> What you will do: Can you render every line of the rows below as a numbered list, leaving out the blank lines?

> Provided records:
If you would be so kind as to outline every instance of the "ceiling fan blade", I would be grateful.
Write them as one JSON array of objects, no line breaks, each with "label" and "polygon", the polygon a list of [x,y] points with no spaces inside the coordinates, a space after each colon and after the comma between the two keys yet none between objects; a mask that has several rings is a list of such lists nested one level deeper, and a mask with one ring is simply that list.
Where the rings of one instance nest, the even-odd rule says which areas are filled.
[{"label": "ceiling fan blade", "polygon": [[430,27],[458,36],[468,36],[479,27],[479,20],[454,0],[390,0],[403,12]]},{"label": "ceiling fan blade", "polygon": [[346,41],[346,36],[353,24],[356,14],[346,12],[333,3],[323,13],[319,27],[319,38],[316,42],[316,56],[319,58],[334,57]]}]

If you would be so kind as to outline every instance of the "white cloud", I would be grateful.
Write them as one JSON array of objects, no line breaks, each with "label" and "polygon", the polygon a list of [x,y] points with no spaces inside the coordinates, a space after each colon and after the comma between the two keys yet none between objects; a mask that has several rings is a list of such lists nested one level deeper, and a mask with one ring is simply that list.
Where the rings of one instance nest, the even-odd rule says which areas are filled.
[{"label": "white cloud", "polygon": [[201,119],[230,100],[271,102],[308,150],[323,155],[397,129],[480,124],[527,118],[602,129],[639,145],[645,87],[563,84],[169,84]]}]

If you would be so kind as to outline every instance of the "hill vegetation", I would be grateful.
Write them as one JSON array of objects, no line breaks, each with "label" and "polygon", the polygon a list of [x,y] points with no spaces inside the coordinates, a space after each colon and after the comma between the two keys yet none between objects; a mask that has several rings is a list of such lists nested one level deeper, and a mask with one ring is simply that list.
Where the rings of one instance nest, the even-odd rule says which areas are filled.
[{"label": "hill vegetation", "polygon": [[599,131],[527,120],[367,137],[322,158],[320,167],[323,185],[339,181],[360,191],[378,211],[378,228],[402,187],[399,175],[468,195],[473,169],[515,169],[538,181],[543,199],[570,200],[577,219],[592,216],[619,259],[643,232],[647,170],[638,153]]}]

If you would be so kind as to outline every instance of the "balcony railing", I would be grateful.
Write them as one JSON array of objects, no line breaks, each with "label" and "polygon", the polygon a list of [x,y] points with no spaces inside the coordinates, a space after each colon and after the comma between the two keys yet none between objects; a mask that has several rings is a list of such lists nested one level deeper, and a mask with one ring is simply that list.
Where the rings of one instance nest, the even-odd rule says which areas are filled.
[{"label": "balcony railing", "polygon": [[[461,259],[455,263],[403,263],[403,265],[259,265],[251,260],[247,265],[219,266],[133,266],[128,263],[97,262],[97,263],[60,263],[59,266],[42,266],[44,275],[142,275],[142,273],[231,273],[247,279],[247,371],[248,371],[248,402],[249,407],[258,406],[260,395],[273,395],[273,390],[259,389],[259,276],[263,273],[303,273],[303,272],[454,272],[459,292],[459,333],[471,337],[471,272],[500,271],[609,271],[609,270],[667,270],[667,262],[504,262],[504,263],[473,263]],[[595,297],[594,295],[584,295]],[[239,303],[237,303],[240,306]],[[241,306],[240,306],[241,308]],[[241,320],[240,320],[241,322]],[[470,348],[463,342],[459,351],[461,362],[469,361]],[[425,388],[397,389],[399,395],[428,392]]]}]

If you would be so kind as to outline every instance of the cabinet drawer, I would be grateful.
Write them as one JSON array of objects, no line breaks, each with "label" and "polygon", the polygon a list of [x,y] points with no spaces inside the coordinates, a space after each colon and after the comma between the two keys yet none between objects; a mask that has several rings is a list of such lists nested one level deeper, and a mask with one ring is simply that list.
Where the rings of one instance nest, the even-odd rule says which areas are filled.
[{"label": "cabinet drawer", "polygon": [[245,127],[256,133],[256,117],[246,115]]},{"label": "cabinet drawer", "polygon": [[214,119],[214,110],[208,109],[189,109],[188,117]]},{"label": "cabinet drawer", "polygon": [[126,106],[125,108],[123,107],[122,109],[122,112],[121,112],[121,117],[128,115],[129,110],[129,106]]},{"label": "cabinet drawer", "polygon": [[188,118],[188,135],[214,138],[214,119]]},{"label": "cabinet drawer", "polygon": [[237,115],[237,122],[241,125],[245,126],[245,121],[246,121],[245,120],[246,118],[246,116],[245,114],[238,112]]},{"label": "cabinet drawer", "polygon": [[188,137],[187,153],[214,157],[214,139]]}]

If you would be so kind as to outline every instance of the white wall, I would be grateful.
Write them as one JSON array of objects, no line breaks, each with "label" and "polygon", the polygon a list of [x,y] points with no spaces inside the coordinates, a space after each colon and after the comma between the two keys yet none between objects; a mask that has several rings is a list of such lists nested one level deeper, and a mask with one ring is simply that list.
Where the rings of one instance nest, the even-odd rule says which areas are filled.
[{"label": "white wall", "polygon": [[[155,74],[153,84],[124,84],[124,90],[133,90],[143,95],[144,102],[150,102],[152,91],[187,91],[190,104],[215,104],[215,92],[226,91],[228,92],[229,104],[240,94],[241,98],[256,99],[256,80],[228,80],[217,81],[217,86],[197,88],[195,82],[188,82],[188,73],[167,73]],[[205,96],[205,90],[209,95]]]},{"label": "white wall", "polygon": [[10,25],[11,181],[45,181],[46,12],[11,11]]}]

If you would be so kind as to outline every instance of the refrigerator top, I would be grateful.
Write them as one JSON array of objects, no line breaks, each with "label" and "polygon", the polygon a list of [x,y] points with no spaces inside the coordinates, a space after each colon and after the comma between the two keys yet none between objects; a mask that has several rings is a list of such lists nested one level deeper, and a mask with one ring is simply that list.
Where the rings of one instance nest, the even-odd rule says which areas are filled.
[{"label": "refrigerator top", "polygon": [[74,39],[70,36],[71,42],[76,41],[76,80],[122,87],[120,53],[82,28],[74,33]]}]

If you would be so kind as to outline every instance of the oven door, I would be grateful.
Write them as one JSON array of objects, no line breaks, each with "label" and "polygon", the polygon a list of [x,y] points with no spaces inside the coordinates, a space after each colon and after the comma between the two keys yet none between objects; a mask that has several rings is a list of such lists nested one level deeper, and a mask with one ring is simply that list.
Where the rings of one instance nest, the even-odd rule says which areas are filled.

> Task output:
1. If you would be so kind as to outline every instance of the "ceiling fan blade", I would be grateful.
2. Write them as one JSON array of objects, no line breaks, each with "label" and "polygon", the polygon a list of [x,y] points with no spaces inside the coordinates, a space after each colon and after the comma between the two keys yet none between objects; a mask that has several rings is a list of such lists nested one level deeper, and a mask with one ring is simply that list.
3. Where the rings of one instance nest, the even-odd rule says which areas are filled.
4. [{"label": "ceiling fan blade", "polygon": [[430,27],[458,36],[468,36],[479,27],[479,20],[454,0],[390,0],[403,12]]},{"label": "ceiling fan blade", "polygon": [[346,41],[346,36],[353,24],[356,14],[346,12],[333,3],[323,13],[319,27],[319,38],[316,42],[316,56],[319,58],[334,57]]}]
5. If you would be so kind as to outline every instance of the "white cloud", I would be grateful.
6. Write them as one JSON array of objects, no line breaks, each with "label" and "polygon", the polygon a list of [x,y] points with no spaces inside the coordinates, a space after each colon and after the comma between the two keys yet none between objects; a mask that has several rings is a list of such lists nested one level deeper, and a mask with one ring is simply that list.
7. Where the rings of one instance nest, the even-odd rule says which areas are filled.
8. [{"label": "white cloud", "polygon": [[201,119],[230,100],[271,102],[308,150],[323,155],[397,129],[480,124],[527,118],[602,129],[639,145],[645,87],[563,84],[169,84]]}]
9. If you would be so kind as to outline every instance of the "hill vegetation", I would be grateful.
10. Write them as one JSON array of objects, no line breaks, each with "label" and "polygon", the polygon a list of [x,y] points with no spaces inside the coordinates, a space after each colon and after the comma between the two keys yet none between objects; a mask that has several rings is a list of such lists nested one level deeper, and a mask with one ring is simply that list.
11. Where the rings of one instance nest, the even-odd rule says which areas are filled.
12. [{"label": "hill vegetation", "polygon": [[599,131],[527,120],[367,137],[322,158],[320,167],[323,185],[339,181],[360,191],[378,211],[378,228],[402,187],[399,175],[468,195],[473,169],[515,169],[538,181],[543,199],[570,200],[577,219],[592,216],[619,259],[643,232],[647,170],[638,153]]}]
13. If you would be so kind as to outline every instance of the "balcony railing", I would be grateful.
14. Write them as one JSON array of objects, no line breaks, each with "label" and "polygon", the polygon a list of [x,y] points with no spaces inside the coordinates, a space after each colon and after the comma between the two keys yet none between objects; a mask that has several rings is a list of such lists nested one level deeper, and a mask with one ring is simply that list.
15. Where the rings of one instance nest, the even-odd rule says which areas are filled.
16. [{"label": "balcony railing", "polygon": [[[461,259],[455,263],[403,263],[403,265],[259,265],[251,260],[247,265],[219,266],[133,266],[128,263],[97,262],[97,263],[60,263],[59,266],[42,266],[44,275],[142,275],[142,273],[231,273],[247,279],[247,371],[248,371],[248,402],[249,407],[258,406],[260,395],[273,395],[273,390],[259,389],[259,276],[263,273],[303,273],[303,272],[454,272],[459,292],[459,333],[471,337],[471,272],[500,271],[609,271],[609,270],[667,270],[667,262],[504,262],[504,263],[473,263]],[[595,297],[594,295],[584,295]],[[239,303],[237,303],[240,306]],[[241,306],[240,306],[241,308]],[[241,320],[240,320],[241,322]],[[470,348],[463,342],[459,351],[461,362],[469,361]],[[425,388],[397,389],[399,395],[428,392]]]}]
17. If you would be so kind as to outline every instance of the cabinet drawer, I would be grateful.
18. Write them as one JSON array of objects, no line breaks, each with "label" and "polygon", the polygon a list of [x,y] points with no spaces inside the coordinates, a space after each colon and after the comma between the two keys yet none between objects; a mask that has several rings is a list of such lists nested one level deeper, and a mask with one ring is simply that list.
19. Where the rings of one instance nest, the even-odd rule says which areas are filled.
20. [{"label": "cabinet drawer", "polygon": [[245,127],[256,133],[256,117],[246,115]]},{"label": "cabinet drawer", "polygon": [[214,119],[214,110],[208,109],[189,109],[188,117]]},{"label": "cabinet drawer", "polygon": [[126,106],[125,108],[123,107],[122,109],[122,112],[121,112],[121,117],[128,115],[129,110],[129,106]]},{"label": "cabinet drawer", "polygon": [[188,118],[188,135],[214,138],[214,119]]},{"label": "cabinet drawer", "polygon": [[237,115],[237,122],[241,125],[245,126],[245,121],[246,121],[245,120],[246,118],[246,116],[245,114],[238,112]]},{"label": "cabinet drawer", "polygon": [[188,137],[187,153],[214,157],[214,139]]}]
21. If you would be so kind as to outline every instance of the white wall, I would be grateful.
22. Write them as one JSON array of objects, no line breaks, each with "label" and "polygon", the polygon a list of [x,y] points with no spaces inside the coordinates, a space after each colon and after the comma between the two keys yet none between objects; a mask that has several rings is a list of such lists nested one level deeper, and a mask with one ring is simply that list.
23. Where the rings of one instance nest, the even-odd rule says which areas are filled.
24. [{"label": "white wall", "polygon": [[[155,74],[153,84],[124,84],[124,90],[133,90],[143,95],[144,102],[150,102],[152,91],[187,91],[190,104],[215,104],[215,92],[226,91],[228,92],[229,104],[240,94],[241,98],[256,99],[256,80],[228,80],[217,81],[217,86],[197,88],[195,82],[188,82],[188,73],[167,73]],[[205,96],[205,90],[209,95]]]},{"label": "white wall", "polygon": [[10,25],[11,181],[45,181],[46,12],[11,11]]}]
25. If you would be so kind as to outline every instance of the refrigerator top, I would be grateful.
26. Write them as one JSON array of objects, no line breaks, each with "label" and "polygon", the polygon a list of [x,y] points with no spaces inside the coordinates, a space after each colon and after the comma between the two keys yet none between objects; a mask that has several rings is a list of such lists nested one level deeper, and a mask with one ring is simply that list.
27. Where the rings of one instance nest, the even-odd rule says which areas are filled.
28. [{"label": "refrigerator top", "polygon": [[74,39],[70,36],[71,42],[76,41],[76,80],[122,87],[120,53],[82,28],[74,33]]}]
29. If you would be so kind as to outline every instance of the oven door, I would be grateful.
30. Write them as one JSON array of objects, no line breaks, each with "label" and "polygon", the polygon a list of [x,y] points with no spaces inside the coordinates, a space after each colon and after the comma between the two keys yet none between objects; a mask that has several rings is a list of such lists nested one level deeper, and a mask with one ring is simply that list.
31. Where the rings of one instance nest, the even-odd rule says which areas are filled.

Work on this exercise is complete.